I would like to keep columns that contains word "FAIL".
Input data:
| Values1 | Values2 | Values3 | Status1 | Status2 | Status3 |
|---|---|---|---|---|---|
| 1 | 1 | 1 | PASS | PASS | FAIL |
| 2 | 2 | 2 | PASS | PASS | PASS |
| 3 | 3 | 3 | PASS | PASS | PASS |
| 4 | 4 | 4 | PASS | FAIL | PASS |
Expected output:
| Status2 | Status3 |
|---|---|
| PASS | FAIL |
| FAIL | PASS |
Current Output:
| Status1 | Status2 | Status3 |
|---|---|---|
| PASS | PASS | FAIL |
| PASS | FAIL | PASS |
My code:
import pandas as pd
values = range(1,5)
status_pass = ["PASS"]*len(values)
status1 = status_pass[1:]+["FAIL"]
status2 = status1[::-1]
df = pd.DataFrame({"Values1":values,"Values2":values,"Values3":values,"Status1":status_pass,"Status2":status1,"Status3":status2})
# drop unwanted rows
words_to_keep = ["FAIL"]
df = df[df.stack().groupby(level=0).apply(
lambda x: all(x.str.contains(w, case=False).any() for w in words_to_keep))]
# Filter by column name
df = df.filter(like='Status', axis=1)
>Solution :
Use DataFrame.loc for filter rows and columns by mask, if need filter by list use DataFrame.isin, if need filter scalar use DataFrame.eq with DataFrame.any for test for at least one match:
words_to_keep = ["FAIL"]
m = df.isin(words_to_keep)
#m = df.eq("FAIL")
out = df.loc[m.any(axis=1), m.any()]
print (out)
Status2 Status3
0 PASS FAIL
3 FAIL PASS
Details:
print (df.isin(words_to_keep))
Values1 Values2 Values3 Status1 Status2 Status3
0 False False False False False True
1 False False False False False False
2 False False False False False False
3 False False False False True False
print (m.any(axis=1))
0 True
1 False
2 False
3 True
print (m.any())
Values1 False
Values2 False
Values3 False
Status1 False
Status2 True
Status3 True
dtype: bool

Stored items from a collection:
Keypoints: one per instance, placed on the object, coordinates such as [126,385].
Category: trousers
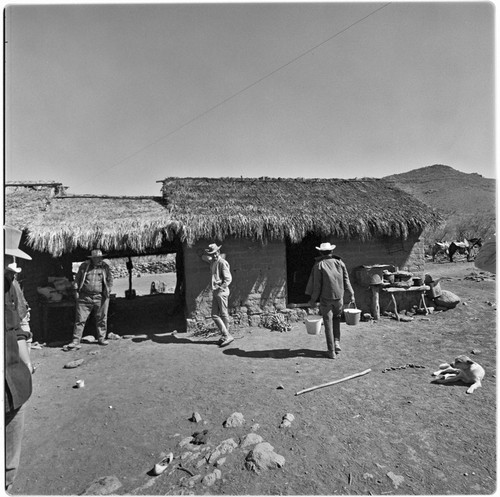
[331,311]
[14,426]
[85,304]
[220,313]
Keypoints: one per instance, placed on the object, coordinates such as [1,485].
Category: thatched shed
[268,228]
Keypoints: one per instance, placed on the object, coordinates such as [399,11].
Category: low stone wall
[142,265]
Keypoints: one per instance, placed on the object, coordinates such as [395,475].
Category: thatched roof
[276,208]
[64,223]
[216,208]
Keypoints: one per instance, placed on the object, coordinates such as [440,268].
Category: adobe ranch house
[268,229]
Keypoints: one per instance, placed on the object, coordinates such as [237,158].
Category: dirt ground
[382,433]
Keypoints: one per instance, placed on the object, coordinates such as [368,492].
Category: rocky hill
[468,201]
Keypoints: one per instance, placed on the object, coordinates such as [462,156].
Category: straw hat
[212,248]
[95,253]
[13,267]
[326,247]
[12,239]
---
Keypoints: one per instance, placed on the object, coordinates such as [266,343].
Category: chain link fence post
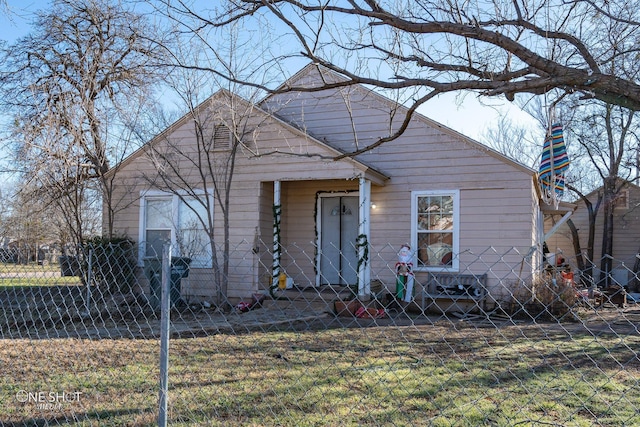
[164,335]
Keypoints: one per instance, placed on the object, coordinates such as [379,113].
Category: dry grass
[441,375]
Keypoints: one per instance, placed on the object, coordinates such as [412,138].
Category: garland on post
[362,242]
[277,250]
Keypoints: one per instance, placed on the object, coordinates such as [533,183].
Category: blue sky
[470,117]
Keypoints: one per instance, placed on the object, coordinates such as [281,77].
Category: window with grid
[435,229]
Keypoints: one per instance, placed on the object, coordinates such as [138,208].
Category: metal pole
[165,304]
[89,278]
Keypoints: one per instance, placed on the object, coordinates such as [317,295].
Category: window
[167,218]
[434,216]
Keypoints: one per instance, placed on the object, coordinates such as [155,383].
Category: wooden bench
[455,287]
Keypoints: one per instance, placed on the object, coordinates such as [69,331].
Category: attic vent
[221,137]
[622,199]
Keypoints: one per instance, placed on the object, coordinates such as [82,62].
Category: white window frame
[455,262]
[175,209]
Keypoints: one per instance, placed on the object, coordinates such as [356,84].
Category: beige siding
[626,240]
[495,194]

> [Written task 1]:
Copy the pandas thread from "# drop unwanted" down to "m = df.isin(words_to_keep)", renaming "words_to_keep" to "target_words" wherever it occurs.
> [Written task 2]:
Answer these questions about the pandas thread:
(a) Which columns appear in the expected output?
(b) Which DataFrame method does the solution use to filter rows and columns by mask?
(c) What value does the printout of m.any() give for Status1?

> [Written answer 1]:
# drop unwanted rows
target_words = ["FAIL"]
df = df[df.stack().groupby(level=0).apply(
lambda x: all(x.str.contains(w, case=False).any() for w in target_words))]
# Filter by column name
df = df.filter(like='Status', axis=1)
>Solution :
Use DataFrame.loc for filter rows and columns by mask, if need filter by list use DataFrame.isin, if need filter scalar use DataFrame.eq with DataFrame.any for test for at least one match:
target_words = ["FAIL"]
m = df.isin(target_words)

> [Written answer 2]:
(a) Status2 and Status3
(b) DataFrame.loc
(c) False